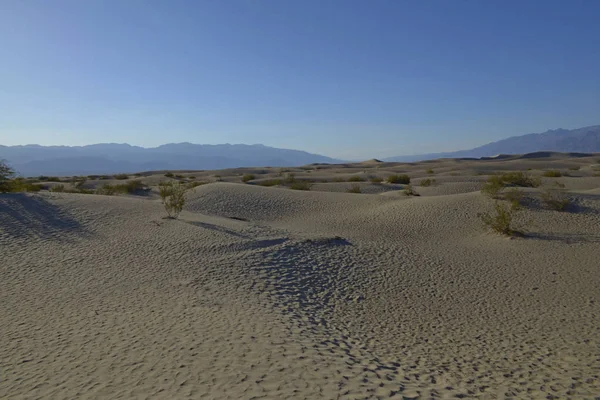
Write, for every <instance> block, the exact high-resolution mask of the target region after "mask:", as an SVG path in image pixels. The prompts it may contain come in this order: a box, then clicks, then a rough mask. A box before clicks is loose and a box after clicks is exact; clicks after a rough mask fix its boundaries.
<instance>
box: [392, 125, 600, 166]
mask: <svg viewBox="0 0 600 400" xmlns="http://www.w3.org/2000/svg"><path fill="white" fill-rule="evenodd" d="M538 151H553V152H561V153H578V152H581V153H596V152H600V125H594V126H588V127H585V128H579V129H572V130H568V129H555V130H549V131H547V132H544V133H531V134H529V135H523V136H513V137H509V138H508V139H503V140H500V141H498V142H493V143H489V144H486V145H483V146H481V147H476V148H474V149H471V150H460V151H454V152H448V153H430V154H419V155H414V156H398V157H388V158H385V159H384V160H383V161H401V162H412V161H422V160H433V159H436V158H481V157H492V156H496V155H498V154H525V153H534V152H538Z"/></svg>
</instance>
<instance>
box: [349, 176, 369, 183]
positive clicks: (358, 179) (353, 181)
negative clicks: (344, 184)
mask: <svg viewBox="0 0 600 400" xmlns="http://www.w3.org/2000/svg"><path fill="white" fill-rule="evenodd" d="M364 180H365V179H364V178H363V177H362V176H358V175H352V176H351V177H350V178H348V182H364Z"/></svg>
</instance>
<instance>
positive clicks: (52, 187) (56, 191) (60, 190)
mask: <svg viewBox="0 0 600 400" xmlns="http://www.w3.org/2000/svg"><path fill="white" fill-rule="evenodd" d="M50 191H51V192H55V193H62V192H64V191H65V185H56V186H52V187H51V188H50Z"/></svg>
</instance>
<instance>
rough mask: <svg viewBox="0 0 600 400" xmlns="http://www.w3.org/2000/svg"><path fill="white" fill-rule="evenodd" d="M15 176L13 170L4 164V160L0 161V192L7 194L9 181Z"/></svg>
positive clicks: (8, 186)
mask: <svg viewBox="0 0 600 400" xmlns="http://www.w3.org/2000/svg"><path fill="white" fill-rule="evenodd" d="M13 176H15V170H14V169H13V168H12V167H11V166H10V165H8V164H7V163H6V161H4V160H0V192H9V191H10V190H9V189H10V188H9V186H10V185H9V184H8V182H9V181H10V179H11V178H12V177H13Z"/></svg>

* * *

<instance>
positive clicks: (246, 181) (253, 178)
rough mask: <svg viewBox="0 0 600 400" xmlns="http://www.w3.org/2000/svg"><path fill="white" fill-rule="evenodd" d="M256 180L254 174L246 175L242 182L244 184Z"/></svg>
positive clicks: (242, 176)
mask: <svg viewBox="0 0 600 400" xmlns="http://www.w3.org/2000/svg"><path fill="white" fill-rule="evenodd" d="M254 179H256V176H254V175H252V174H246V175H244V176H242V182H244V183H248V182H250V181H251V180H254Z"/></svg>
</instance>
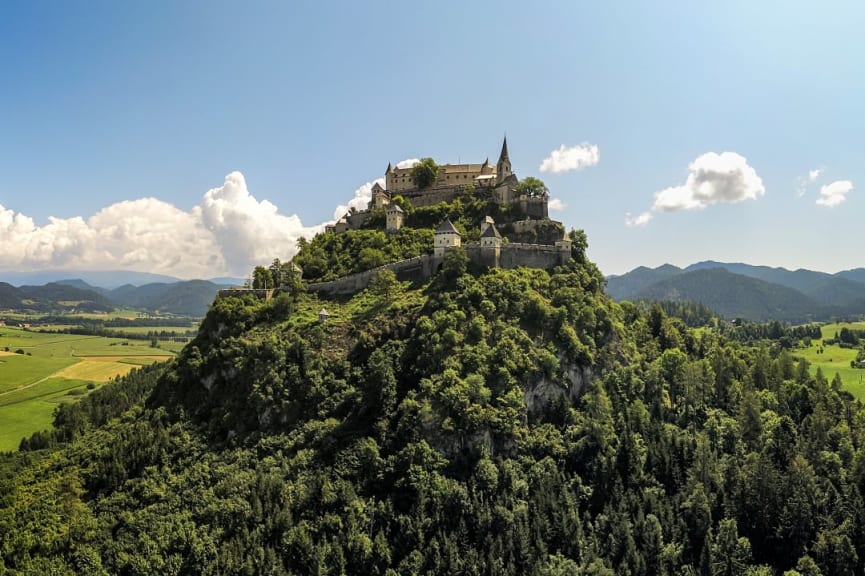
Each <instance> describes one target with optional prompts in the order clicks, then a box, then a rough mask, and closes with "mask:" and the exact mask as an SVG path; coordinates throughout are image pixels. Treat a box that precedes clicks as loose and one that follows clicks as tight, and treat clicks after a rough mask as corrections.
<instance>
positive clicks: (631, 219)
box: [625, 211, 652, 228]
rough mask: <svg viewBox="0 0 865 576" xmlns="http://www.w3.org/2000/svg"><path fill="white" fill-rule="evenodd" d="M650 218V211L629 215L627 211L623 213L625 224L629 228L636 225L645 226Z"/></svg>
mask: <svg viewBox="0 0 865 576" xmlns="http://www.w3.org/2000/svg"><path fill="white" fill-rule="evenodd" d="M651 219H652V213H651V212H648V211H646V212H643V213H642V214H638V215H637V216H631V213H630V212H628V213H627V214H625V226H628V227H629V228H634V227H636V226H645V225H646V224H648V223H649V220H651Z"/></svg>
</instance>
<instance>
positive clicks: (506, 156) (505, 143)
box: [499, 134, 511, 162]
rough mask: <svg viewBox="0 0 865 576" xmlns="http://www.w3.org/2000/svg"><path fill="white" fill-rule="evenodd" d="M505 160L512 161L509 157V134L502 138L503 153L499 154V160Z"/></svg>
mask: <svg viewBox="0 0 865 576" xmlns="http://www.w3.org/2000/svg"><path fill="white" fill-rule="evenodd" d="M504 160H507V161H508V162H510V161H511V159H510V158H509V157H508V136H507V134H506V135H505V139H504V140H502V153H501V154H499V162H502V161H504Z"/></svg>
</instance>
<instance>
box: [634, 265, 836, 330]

▸ **Exercise goal**
Render the lines from the one containing "218V211L629 215L627 211L623" through the one containing "box: [634, 265, 836, 330]" as a JSON list of strings, with one string per line and blank lines omitted.

▸ **Task response**
[
  "rough mask: <svg viewBox=\"0 0 865 576\" xmlns=\"http://www.w3.org/2000/svg\"><path fill=\"white\" fill-rule=\"evenodd\" d=\"M650 218V211L629 215L627 211L623 213L625 224L629 228L636 225L645 226Z\"/></svg>",
  "mask: <svg viewBox=\"0 0 865 576\" xmlns=\"http://www.w3.org/2000/svg\"><path fill=\"white\" fill-rule=\"evenodd\" d=\"M651 219H652V213H651V212H648V211H646V212H643V213H642V214H638V215H637V216H631V213H630V212H628V213H627V214H625V226H628V227H629V228H634V227H636V226H645V225H646V224H648V223H649V220H651Z\"/></svg>",
  "</instance>",
  "<instance>",
  "positive clicks: (506, 156) (505, 143)",
  "box: [499, 134, 511, 162]",
  "rough mask: <svg viewBox=\"0 0 865 576\" xmlns=\"http://www.w3.org/2000/svg\"><path fill=\"white\" fill-rule=\"evenodd\" d=\"M505 160L512 161L509 157V134L502 138L503 153L499 154V160Z\"/></svg>",
  "mask: <svg viewBox=\"0 0 865 576\" xmlns=\"http://www.w3.org/2000/svg\"><path fill=\"white\" fill-rule=\"evenodd\" d=\"M504 160H507V161H508V162H510V161H511V159H510V158H509V157H508V136H507V134H506V135H505V139H504V140H502V153H501V154H499V162H502V161H504Z\"/></svg>",
  "</instance>",
  "<instance>",
  "box: [634, 265, 836, 330]"
]